> **What you should do**: Please reproduce the data below exactly, from the first line to the last.

> **Recorded information**:
* * * * * * * * *

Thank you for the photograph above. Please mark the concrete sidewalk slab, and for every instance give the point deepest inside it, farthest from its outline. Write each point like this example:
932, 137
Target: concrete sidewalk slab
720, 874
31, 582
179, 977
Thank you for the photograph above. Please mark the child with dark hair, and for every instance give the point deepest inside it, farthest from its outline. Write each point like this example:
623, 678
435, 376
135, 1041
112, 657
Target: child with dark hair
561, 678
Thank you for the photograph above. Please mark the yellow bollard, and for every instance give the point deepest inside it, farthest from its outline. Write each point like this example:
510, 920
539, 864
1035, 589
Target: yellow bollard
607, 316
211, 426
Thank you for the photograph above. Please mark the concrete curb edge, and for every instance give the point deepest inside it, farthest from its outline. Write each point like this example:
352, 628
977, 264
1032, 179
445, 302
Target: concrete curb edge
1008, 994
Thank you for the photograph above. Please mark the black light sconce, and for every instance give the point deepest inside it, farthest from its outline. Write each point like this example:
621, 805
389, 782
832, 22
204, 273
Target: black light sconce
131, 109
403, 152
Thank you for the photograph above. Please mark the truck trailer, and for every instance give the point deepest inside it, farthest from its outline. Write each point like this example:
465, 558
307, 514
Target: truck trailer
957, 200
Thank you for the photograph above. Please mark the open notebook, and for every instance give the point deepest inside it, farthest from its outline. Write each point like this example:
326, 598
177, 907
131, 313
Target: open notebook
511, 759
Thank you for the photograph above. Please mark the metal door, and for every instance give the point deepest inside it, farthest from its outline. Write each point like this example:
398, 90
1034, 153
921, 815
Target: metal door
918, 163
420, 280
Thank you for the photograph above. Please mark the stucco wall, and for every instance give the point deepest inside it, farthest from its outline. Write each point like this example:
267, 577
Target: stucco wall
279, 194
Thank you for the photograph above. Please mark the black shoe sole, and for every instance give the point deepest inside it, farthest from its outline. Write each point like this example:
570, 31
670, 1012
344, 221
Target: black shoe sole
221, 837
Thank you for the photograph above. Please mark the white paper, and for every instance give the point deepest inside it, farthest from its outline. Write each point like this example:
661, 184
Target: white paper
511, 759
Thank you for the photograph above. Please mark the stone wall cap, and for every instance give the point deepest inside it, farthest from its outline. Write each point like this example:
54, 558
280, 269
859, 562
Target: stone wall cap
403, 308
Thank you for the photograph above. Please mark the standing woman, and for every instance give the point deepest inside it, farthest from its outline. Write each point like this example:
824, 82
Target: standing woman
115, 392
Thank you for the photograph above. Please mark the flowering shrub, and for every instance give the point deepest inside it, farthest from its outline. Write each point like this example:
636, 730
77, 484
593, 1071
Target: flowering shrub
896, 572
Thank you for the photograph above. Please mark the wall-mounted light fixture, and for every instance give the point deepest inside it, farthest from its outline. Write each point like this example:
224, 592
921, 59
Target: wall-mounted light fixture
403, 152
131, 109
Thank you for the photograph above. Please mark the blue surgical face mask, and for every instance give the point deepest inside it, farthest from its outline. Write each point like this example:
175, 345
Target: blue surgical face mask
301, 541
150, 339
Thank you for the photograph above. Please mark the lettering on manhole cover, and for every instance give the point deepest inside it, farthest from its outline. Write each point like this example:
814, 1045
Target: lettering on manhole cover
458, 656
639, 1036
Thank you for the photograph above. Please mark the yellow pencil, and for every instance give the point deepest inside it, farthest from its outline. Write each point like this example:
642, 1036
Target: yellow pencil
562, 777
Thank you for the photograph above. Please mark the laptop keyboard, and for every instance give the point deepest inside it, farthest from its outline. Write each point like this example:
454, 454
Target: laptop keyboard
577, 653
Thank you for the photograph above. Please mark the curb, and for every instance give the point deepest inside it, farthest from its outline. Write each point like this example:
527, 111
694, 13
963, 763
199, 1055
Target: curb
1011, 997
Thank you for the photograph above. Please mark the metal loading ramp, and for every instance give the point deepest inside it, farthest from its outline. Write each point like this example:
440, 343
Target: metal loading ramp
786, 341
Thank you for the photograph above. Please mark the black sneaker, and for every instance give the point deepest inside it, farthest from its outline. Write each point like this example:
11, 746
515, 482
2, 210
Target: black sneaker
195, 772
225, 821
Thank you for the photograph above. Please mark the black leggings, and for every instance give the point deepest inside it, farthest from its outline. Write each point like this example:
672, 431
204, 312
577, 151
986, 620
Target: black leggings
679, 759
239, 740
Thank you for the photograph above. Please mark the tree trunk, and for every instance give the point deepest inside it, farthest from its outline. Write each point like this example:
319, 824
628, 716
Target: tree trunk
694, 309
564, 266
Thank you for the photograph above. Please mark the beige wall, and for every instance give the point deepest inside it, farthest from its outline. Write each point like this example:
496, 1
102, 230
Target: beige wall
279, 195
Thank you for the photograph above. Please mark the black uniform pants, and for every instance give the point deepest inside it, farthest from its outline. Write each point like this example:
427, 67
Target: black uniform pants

* * * * * * * * *

> **Answer space**:
Thank you for the photograph above. Please mark the concrete sidewalk slab, and for every instance give the point deepest inside it, farthest from its outline. Write each point like this example:
932, 137
Target: concrete sidewalk slab
720, 874
31, 582
179, 977
Thank you for the photograph above. Please mark the child with dark hair, and for every instance give the point deepest inside it, farthest from its outline. Write each point like this example:
623, 678
435, 376
135, 1041
112, 657
Target: child with dark hair
561, 678
Thank you for the photograph above. Please mark the yellow bollard, and for every instance give the point deepest inside it, farthest from its outline. Write each point like this example:
510, 920
539, 864
1035, 589
Target: yellow bollard
607, 316
211, 426
Thank you for the photograph above. Please mark the concrete curb edge, and for every instance give the point deepest inside it, farthest from its outline. Write each point like this example:
352, 628
977, 264
1032, 179
445, 302
Target: concrete curb edge
1008, 994
Thank you for the photograph above. Please mark the black light sconce, and for every instance give the point deepest inside it, farthest from its outline. Write each point like this example:
621, 805
389, 782
832, 22
204, 273
Target: black light sconce
131, 109
403, 152
Thank you for the photograph above. Please mark the truck trailer, and for every instance give the point deepest inside it, farthest from its outline. Write each point like this example:
465, 558
307, 514
Target: truck trailer
957, 200
Thank you for the photograph above. Please mark the open notebook, and for every instance give the point deepest inside it, farthest from its outline. Write each point like this example:
326, 598
177, 907
131, 313
Target: open notebook
511, 759
Thank you for the photograph above. Please mark the metal door, and for every instance give the point deepest inside it, farthest from its outline. Write each point like this example:
398, 90
1034, 153
921, 815
Target: metal door
918, 163
420, 280
Thank you for the photograph above. Please mark the stucco wall, and for every instance give the point deepest inside it, farthest from its outline. Write each point like this example:
267, 577
Target: stucco wall
279, 194
Thank you for the photograph above. Please mark the black shoe sole, and for every instance give the point deepest inside it, farthest from its outline. Write each point like this example:
570, 31
670, 1012
344, 221
Target: black shoe sole
221, 837
Thank you for the photograph above. Please mark the white paper, and for every instance give the point deepest inside it, farthest from its outline. Write each point like this example:
661, 184
Target: white paper
511, 759
Thank you for the photograph above. Please mark the stone wall cap, and for every instance give the point deepest inside it, farthest from its outline. Write each point like this example:
54, 558
280, 269
859, 562
Target: stone wall cap
403, 308
Thank you for the photograph above. Please mark the standing woman, and for every instance give the point deepest inside it, farthest from its outline. Write each point like this example:
824, 82
Target: standing woman
115, 392
Thank you for the photograph above. Please mark the flowering shrub, and for every instance give the point deepest inside it, farthest from its outline. Write each point like this example:
636, 730
77, 484
593, 1071
Target: flowering shrub
896, 572
Thank you for the photograph above. Please mark the wall-mounted light fixture, and for every instance give the point deepest inside it, farthest from its outline. Write each point like this example:
224, 592
921, 59
Target: wall-mounted light fixture
403, 152
131, 109
Thank you for the photograph above. Please mark the blue surgical face mask, and for every instance give the point deepest inside it, farthest from its outline. Write each point like this example:
175, 345
Target: blue surgical face mask
301, 541
150, 339
Thank you for the photograph above. Please mark the lettering on manhole cover, and for every instance give the point deepest inside it, farthest from its outline. Write each point like this example:
814, 1045
Target: lettering on manhole cover
458, 656
639, 1036
Thank you for the photograph above. Please mark the yellow pencil, and for every instance give the point deepest inside it, farthest from its outline. Write each point like this example:
642, 1036
Target: yellow pencil
562, 777
Thank you for the photograph above. Please mark the laptop keyboard, and for every instance give the point deepest inside it, farthest from its outline. Write each point like this example:
454, 454
Target: laptop keyboard
577, 653
Thank you for the photograph above. Please mark the curb, and for every instance give the point deepest inside it, farthest from its outline. Write each point like this example:
527, 111
694, 13
963, 763
199, 1055
Target: curb
1011, 997
Thank you for the photograph above. Please mark the metal loading ramp, and for every instance give the point deepest inside it, farthest from its outline. Write each point like this example:
440, 343
Target: metal loading ramp
786, 341
Thank you for the photograph above. Please mark the black sneaker, and for every instance give the point deepest inside it, farthest from its outline. Write each point like this example:
11, 746
515, 482
2, 210
Target: black sneaker
195, 772
225, 821
Thank you for the photograph above. Please mark the black leggings, and for every instance give the point deepest inside it, farthest from its outline. Write each point like this example:
672, 431
204, 312
577, 151
986, 620
Target: black leggings
679, 759
239, 740
Thank you for the photograph above. Please mark the tree trunk, and for every instance give the point deepest inside it, farthest from its outline. Write each point like this example:
319, 824
628, 716
Target: tree trunk
694, 309
564, 266
Thank you for the photograph above. Please mark the beige wall, and for every instance give the point deepest inside it, farthest from its outline. Write each point like this example:
496, 1
102, 230
Target: beige wall
279, 195
Thank you for the photograph above. Please mark the black uniform pants, and for every instance give the point deepest inside it, farthest from its outline. Write each point like this example:
427, 67
Target: black uniform pants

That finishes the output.